++++ PÁGINA

O destruidor de mundos
Christopher Nolan sempre teve apreço à ficção científica e nos levou, ao longo de sua brilhante filmografia, a visitar universos distantes e mirabolantes. Com “Oppenheimer”, temos a chance de ver o diretor trabalhando em cima de um material biográfico e entregando uma de suas obras mais maduras. É ainda, assim como seus filmes anteriores, uma experiência sensorial e que dificilmente será esquecida.
Com excelente ritmo, seguimos suas três horas de duração com o coração na mão, mergulhando neste jogo intenso que o diretor propõe. Seja a montagem acelerada, a trilha sonora constante (e magistral) de Ludwig Göransson ou o som elevado. Todos os elementos que compõem essa potente orquestra de Nolan nos deixam a sensação de estarmos presenciando algo épico. Essa imersão que causa não está somente atrelada a habilidade do diretor em nos colocar para dentro da ação, mas também por nos aproximar do protagonista, mesmo diante de suas tantas falhas e escolhas questionáveis. Apesar de nos apresentar o evento histórico e revelar os embates políticos durante a Segunda Guerra Mundial, Nolan está mais interessado na humanidade desse personagem e nos tantos dilemas éticos que ele precisa enfrentar.

“Agora eu me tornei a morte, a destruidora de mundos”. É nessa escrita hindu que o próprio Oppenheimer se enxerga, enquanto que o filme faz uma interessantíssima analogia ao mito de Prometeus, aquele que foi punido após dar aos homens o poder que somente os deuses possuíam: o fogo, que os permitem ter controle sobre o universo. Para falar sobre o pai da bomba atômica, o longa se divide em três arcos, nos revelando três fases distintas de sua vida. Desde sua juventude, quando acompanhamos seus esforços como estudioso, passando pelo instante em que, em uma contribuição ao governo norte-americano, é escolhido para liderar o projeto Manhattan, aquele que mudaria a história da humanidade para sempre com a construção de uma poderosa arma de guerra. E vamos até o julgamento, quando Oppenheimer é questionado por seus atos, colocando em teste todas as suas inúmeras contradições.
Como uma pessoa que viu tanta coisa pode ser tão cega? Essa inocência do personagem diante de um período tão crítico do país é o que vai, aos poucos, nos dilacerando. Como pode um gênio não conseguir entender o que está tão evidente? Como pode o homem trair a quem ama ou largar o próprio filho? Como pode se aliar a pensamentos progressistas quando dizia não se interessar por política, quando apoiava o mais infame crime de todos? Oppenheimer é um ser humano falho e em nenhum momento a obra julga suas atitudes, colocando esse peso sobre nós. Somos invadidos por uma série de reflexões éticas, enquanto compartilhamos a dor do protagonista. O olhar profundo de Cillian Murphy, que arrebenta em cena, nos esmaga. Os planos fechados capturam as tantas expressões do ator e tudo o que ele diz com seus silêncios. A culpa que sente por ter sido aquele a corroer o mundo. A dúvida que o assombra sobre o que seria da humanidade sem sua criação. Tudo é muito conflituoso e por isso é um filme que ecoa, que permanece muito tempo em nós.

++++++++
++++ TRECHO DE DADOS

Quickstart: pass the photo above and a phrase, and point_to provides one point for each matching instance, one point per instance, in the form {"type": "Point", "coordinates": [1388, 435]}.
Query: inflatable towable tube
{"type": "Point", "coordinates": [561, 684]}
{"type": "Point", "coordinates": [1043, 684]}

++++++++

● **O QUE SE PEDE**
1. Reescreva a parte da crítica de Oppenheimer que se abre com as palavras "O destruidor de" e se fecha com "dificilmente será esquecida.", mudando "ficção científica" para "fantasia".
2. Responda às perguntas abaixo com base na crítica de Oppenheimer.
(a) Quem assina a trilha sonora do filme?
(b) Em quantos arcos o longa se divide?
(c) A que mito o filme faz uma analogia?
3. Liste todas as frases da crítica de Oppenheimer que começam com "Como pode".

● **RESULTADOS POR TAREFA**
1.
O destruidor de mundos
Christopher Nolan sempre teve apreço à fantasia e nos levou, ao longo de sua brilhante filmografia, a visitar universos distantes e mirabolantes. Com “Oppenheimer”, temos a chance de ver o diretor trabalhando em cima de um material biográfico e entregando uma de suas obras mais maduras. É ainda, assim como seus filmes anteriores, uma experiência sensorial e que dificilmente será esquecida.

2.
(a) Ludwig Göransson.
(b) Em três arcos.
(c) Ao mito de Prometeus.

3.
Como pode um gênio não conseguir entender o que está tão evidente?
Como pode o homem trair a quem ama ou largar o próprio filho?
Como pode se aliar a pensamentos progressistas quando dizia não se interessar por política, quando apoiava o mais infame crime de todos?